BEGIN Reading passage

‘We can smell & taste acid’: Chemical spill confirmed in western Indiana
An area near a chemical plant in the Vigo County city of Terre Haute, Indiana has been evacuated and cordoned off, as witnesses reported feeling chemicals burning their lungs and throats. Officials have confirmed a spill of sulfur dioxide.
Vigo County Central Dispatch has confirmed that chemicals were spilt at 2400 Erie Canal Road in the southern part of the city, which is where Hydrite Chemical Co. is located. Officials have urged people to stay out of the area, and not to leave their houses if they live near the spill.
Confirmed: Hydrite Chemical Company Responsible For The Spillage Of Sulfur Dioxide In Vigo County, Indiana. pic.twitter.com/zFhGf938Cc— Breaking911 (@Breaking911) August 16, 2015
While initial reports suggested there had been a sulfuric acid spill in the area, firefighters told News 10 the chemical was in fact sulfur dioxide. Sulfur dioxide is a colorless gas with a suffocating odor, which can cause serious or permanent injury when inhaled.

END Reading passage

▶ Work instructions
1. Name every organization mentioned in the news story about the chemical spill in Terre Haute.
2. Using the news story about the chemical spill in Terre Haute, decide whether each statement agrees with it. Answer yes or no for each and quote the words that decide it.
(a) The spill was on 2400 Erie Canal Road in the northern part of the city.
(b) Sulfur dioxide has no color.
(c) Firefighters said the chemical was sulfuric acid.
3. Carry on the news story about the chemical spill in Terre Haute from its last sentence.
The material after this news story has nothing to do with it.

BEGIN Dataset content

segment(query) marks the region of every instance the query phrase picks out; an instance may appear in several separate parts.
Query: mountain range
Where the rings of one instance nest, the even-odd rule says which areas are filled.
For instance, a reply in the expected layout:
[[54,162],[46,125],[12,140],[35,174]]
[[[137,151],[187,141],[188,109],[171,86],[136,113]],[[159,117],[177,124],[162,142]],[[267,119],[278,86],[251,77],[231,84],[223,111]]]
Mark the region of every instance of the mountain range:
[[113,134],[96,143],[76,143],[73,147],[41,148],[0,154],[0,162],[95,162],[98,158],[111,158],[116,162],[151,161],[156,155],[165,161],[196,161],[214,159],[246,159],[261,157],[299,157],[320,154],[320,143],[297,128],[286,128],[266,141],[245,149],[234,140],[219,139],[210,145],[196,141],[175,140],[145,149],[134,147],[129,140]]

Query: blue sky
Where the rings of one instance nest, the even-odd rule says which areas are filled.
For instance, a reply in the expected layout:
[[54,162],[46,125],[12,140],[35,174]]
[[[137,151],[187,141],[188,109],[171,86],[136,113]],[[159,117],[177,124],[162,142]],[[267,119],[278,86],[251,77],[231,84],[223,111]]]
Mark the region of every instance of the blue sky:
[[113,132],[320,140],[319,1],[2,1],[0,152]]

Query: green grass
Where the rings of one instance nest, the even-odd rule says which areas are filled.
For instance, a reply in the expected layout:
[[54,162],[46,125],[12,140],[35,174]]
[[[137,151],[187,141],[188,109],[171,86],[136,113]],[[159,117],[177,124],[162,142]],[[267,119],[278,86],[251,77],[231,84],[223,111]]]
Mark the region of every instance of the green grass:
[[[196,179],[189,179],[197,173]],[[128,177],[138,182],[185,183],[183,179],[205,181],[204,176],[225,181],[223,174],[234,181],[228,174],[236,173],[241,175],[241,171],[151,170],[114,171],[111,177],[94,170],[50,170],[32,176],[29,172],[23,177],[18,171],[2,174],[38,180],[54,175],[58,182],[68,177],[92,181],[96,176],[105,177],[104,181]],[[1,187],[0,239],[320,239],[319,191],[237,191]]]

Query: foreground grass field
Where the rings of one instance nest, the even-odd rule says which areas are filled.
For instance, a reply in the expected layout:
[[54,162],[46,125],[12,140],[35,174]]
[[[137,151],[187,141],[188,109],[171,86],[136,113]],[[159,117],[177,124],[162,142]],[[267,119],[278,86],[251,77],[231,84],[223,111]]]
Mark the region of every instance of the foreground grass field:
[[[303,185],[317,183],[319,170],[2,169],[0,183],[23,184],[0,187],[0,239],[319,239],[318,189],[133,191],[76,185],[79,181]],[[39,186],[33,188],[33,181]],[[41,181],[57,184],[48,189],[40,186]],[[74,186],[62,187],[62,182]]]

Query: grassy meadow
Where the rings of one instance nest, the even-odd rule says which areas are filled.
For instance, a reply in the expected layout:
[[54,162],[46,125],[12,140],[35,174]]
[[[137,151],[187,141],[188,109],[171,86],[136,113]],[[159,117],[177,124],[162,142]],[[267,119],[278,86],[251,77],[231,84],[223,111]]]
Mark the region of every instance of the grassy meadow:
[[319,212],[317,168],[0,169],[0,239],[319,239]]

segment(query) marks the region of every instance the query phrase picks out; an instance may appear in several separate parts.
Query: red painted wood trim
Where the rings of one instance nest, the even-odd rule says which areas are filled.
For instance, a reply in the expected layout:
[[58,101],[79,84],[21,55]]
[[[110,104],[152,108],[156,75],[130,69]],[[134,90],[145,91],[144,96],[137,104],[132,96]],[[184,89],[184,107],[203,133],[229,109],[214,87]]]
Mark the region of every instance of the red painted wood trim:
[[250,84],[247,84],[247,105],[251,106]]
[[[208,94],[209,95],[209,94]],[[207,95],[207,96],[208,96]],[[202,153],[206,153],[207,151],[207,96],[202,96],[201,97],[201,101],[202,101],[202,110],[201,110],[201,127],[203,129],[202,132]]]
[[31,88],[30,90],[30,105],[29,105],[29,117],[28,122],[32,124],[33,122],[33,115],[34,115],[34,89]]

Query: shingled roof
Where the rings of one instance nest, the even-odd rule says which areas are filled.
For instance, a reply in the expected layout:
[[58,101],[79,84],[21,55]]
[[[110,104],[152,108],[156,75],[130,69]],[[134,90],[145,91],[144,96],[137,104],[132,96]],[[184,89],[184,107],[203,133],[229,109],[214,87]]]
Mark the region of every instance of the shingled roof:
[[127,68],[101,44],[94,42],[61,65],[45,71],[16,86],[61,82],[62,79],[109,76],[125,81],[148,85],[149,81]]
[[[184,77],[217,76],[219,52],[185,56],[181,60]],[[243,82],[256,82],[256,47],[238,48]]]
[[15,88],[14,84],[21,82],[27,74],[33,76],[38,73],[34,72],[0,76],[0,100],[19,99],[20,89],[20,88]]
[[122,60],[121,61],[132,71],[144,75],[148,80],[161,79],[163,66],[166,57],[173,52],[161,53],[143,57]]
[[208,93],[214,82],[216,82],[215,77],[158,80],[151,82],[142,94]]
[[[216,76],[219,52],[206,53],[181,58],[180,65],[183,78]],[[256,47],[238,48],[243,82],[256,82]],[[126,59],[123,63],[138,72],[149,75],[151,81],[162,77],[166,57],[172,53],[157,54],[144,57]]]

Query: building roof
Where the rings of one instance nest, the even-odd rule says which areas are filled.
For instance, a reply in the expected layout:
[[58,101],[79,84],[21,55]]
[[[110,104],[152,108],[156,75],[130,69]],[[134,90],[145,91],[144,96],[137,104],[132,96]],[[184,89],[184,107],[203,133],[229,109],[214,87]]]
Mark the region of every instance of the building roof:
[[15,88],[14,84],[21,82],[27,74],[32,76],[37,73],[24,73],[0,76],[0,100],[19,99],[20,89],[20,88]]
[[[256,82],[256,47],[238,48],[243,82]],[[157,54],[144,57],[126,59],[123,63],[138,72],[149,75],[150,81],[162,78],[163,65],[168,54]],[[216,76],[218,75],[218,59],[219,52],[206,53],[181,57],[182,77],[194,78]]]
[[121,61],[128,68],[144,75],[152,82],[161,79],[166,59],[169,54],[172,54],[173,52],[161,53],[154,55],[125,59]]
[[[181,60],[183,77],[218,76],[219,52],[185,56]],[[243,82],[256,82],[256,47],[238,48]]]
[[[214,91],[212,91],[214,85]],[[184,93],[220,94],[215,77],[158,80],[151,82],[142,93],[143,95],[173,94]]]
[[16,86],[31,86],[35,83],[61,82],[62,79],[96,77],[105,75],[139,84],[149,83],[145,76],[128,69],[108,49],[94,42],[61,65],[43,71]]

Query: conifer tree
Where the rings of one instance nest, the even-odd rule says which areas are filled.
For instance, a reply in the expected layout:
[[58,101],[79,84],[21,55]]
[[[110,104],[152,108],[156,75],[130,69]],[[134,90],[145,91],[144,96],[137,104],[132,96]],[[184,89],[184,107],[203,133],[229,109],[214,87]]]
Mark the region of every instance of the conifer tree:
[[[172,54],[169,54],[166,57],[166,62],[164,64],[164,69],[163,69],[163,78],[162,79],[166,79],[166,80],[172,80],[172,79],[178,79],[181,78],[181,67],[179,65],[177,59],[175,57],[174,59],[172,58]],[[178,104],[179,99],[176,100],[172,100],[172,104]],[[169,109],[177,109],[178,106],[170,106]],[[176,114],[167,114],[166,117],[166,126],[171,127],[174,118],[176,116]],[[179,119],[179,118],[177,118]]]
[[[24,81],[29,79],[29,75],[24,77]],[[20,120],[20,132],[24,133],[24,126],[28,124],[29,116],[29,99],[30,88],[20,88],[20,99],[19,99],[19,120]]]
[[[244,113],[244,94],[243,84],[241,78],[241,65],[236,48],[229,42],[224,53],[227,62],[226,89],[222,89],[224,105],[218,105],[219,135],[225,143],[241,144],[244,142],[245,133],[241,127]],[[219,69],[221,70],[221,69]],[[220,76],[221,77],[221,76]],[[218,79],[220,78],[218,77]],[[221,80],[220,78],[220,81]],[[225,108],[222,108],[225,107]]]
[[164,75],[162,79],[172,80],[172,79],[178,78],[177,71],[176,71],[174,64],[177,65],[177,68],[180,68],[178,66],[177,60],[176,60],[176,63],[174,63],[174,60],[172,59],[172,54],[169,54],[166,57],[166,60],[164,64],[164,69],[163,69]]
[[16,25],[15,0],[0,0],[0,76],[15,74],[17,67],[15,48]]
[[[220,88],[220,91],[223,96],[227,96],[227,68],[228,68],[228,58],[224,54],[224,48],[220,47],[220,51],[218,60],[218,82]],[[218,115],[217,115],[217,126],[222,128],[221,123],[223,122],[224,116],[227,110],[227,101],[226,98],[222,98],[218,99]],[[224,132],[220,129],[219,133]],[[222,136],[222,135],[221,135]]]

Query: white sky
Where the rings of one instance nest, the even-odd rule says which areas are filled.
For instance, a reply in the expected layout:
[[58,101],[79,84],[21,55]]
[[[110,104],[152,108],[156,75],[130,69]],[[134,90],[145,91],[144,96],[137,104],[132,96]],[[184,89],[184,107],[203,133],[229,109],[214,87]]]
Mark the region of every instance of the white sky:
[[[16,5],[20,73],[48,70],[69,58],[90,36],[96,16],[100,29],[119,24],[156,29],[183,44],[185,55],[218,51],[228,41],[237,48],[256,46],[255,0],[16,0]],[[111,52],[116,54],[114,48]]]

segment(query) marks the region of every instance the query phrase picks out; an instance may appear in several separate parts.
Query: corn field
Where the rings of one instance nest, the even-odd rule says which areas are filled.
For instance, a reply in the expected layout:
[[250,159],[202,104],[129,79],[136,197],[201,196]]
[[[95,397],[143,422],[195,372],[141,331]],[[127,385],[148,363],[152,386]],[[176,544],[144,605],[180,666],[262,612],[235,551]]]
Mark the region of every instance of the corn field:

END Dataset content

▶ Written answers
1. Vigo County Central Dispatch, Hydrite Chemical Co., Breaking911, News 10

2.
(a) No: "in the southern part of the city"
(b) Yes: "Sulfur dioxide is a colorless gas with a suffocating odor"
(c) No: "firefighters told News 10 the chemical was in fact sulfur dioxide"

3.
Witnesses told the channel that they smelled and even tasted acid at the time of the leak. Some described a burning sensation in their lungs and throats.
Many people attending the nearby Terre Haute Quarter Midget track reportedly fled while using clothes to cover their faces when they began to feel the effects.
Viewer says they could smell & taste the chemicals. It was burning lungs and throat. People were coughing. Used shirts over mouths. @WTHITV— Hunter Petroviak (@Hunter_WTHI) August 15, 2015
At least 20 people have been reportedly taken to a regional hospital. First responders dispatched to the leak have set up a large blue tarp to “wipe people down” at the scene.
Indiana Chemical Spill: Blue Tarp Set Out To Wipe People Down At The Scene - People Taken To Regional Hospital pic.twitter.com/8NTA4IhmNB— Breaking911 (@Breaking911) August 16, 2015
Sulfur dioxide is used in chemical manufacturing, including the production of sulfuric acid, paper pulping, and metal processing. It is also used as a food preservative and even in the process of making wine.